Start of EXCERPT TO READ

Axonal neuropathy - neuromyotonia - HINT1 mutations

What is Axonal neuropathy - neuromyotonia - HINT1 mutations?

Axonal neuropathy - neuromyotonia - HINT1 mutations is a rare disease. It is also known as ARAN-NM ARANNM.

The hallmark of this condition is the presence of continuous, spontaneous firing of motor unit potentials with variable intervals (1-20 sec) of electrical silence. Neuromyotonic discharges differ from myokymia in that they fire at higher frequencies (150-300Hz vrs 5-150Hz) and the amplitude typically wanes. Myotonic discharges occur on percussion and the sensory action potentials at the wrist are decreased in amplitude to 1/2 normal confirming other evidence of underlying HMSN type II (neuronal). Two sibs with underlying HMSN type II, were reported by Maurelli et al., (1998). The onset of the condition is usually towards the end of the first decade of life with distal weakness and wasting and increasing muscle stiffness, hence the `stiffman' designation. Tendon reflexes are usually absent and true muscle hypertrophy can occur. Myokymia and muscle cramps can be part of the clinical picture. Voluntary contractions are often followed by impaired muscle relaxation. See elsewhere for a possibly different `stiffman' syndrome and also `congenital stiffman syndrome'.
Note that this is probably not a single condition. Some are autosomal dominant, and this includes those with an underlying neuropathy (Hahn et al., 1991). Some cases are found to have an underlying chronic inflammatory demyelinating neuropathy (Odabasi et al., 1996) and some with a neuropathy, myasthenia and a thymoma (Perini et al., 1994, Martinelli et al., 1996). The case reported by Van Parijs et al., (2002) had anti-voltage-gated potassium and AChr antibodies and had myasthenia but not a thymoma. Sporadic, and possibly acquired cases have been reported (Newsome-Davis, 1993) and one case had antibodies to neuronal nucleoproteins, so-called anti-Hu-antibodies (Toepfer et al., 1999). Brothers were reported by Jamieson and Katirji (1994), and the condition called the Gamstorp-Wohlfart syndrome (MIM 137200) is probably the same as this. The condition is thought to be autoimmune (Sinha et al., 1991). A series of 20 patients were reported from India (Panagariya et al., 2006). Four had a Bell's palsy.
The condition has been mapped to 5q11 and homozygous mutations were found in HINT1 (Zimon et al., 2012). This encodes a histidine triad nucleotide- binding protein 1. Members of the Hahn et al., (1991) family had the same mutation.
This condition is characterized by delayed muscle relaxation after voluntary contraction resulting from hyperexitability (Zimon et al., (2012). Biallelic mutations were found in 21 patients from 19 families (Lassutkova et al., (2015). The myotonia can be subtle and needs to be actively looked for. Most were initially thought to have an axonal neuropathy (CMT2). Onset was towards the end of the first decade.

End of EXCERPT TO READ

## STUDY QUESTIONS
1. Answer these from the neuropathy text:
(a) At what frequencies do neuromyotonic discharges fire?
(b) How many patients were in the series reported from India?
(c) To what chromosome region has the condition been mapped?
2. Set down the neuropathy text word for word, everything from "What is Axonal" down to "as ARAN-NM ARANNM.".
The data that follows has nothing to do with the neuropathy text.

Start of SOURCE INFORMATION

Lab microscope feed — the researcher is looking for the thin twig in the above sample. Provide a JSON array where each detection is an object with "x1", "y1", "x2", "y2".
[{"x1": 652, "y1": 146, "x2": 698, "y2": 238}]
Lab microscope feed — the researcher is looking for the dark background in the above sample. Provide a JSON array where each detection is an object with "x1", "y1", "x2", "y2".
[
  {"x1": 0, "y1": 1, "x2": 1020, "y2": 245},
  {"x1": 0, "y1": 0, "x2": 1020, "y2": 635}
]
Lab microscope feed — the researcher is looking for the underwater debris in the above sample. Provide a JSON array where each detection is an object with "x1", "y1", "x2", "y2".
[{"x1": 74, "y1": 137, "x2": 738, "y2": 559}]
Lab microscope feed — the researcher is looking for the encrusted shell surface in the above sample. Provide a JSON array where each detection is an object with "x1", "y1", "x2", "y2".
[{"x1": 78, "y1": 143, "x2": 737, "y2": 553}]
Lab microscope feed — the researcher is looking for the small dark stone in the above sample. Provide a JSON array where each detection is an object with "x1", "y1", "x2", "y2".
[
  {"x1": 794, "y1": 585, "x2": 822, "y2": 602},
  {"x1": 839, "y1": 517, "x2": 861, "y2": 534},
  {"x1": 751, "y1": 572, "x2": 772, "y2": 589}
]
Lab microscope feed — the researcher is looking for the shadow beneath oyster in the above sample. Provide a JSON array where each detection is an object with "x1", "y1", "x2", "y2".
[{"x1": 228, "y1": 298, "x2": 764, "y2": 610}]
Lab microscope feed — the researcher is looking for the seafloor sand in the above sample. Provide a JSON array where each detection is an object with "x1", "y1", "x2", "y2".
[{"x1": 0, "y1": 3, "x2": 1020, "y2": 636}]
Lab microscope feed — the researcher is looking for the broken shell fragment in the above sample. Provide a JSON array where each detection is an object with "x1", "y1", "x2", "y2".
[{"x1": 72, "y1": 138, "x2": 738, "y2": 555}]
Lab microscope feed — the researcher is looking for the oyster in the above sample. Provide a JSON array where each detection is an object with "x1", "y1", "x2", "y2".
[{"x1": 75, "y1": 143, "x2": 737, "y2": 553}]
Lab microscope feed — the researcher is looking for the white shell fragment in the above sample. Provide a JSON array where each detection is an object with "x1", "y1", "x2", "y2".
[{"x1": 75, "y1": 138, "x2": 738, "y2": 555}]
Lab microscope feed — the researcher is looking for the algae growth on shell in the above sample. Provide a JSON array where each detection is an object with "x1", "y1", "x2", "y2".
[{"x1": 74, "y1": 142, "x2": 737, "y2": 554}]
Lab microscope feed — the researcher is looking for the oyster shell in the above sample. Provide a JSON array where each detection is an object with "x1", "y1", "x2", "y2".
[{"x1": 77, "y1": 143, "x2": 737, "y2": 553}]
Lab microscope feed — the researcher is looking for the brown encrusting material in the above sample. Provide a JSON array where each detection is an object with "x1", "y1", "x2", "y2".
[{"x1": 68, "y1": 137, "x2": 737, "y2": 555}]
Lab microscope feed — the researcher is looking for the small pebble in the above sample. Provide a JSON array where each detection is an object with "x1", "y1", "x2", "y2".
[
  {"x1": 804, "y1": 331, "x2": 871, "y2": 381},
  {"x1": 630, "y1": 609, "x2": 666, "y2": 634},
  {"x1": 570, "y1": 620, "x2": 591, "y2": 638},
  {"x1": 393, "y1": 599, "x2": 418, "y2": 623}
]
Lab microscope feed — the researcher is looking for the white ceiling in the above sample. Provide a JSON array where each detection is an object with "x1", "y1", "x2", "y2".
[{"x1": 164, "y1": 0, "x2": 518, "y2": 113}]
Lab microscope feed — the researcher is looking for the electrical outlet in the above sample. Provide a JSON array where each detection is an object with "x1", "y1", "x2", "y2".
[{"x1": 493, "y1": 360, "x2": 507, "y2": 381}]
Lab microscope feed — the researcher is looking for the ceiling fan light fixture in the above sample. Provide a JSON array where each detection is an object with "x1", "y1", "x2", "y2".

End of SOURCE INFORMATION

## RESULTS FOR EACH TASK
1.
(a) 150-300Hz
(b) 20
(c) 5q11

2.
What is Axonal neuropathy - neuromyotonia - HINT1 mutations?

Axonal neuropathy - neuromyotonia - HINT1 mutations is a rare disease. It is also known as ARAN-NM ARANNM.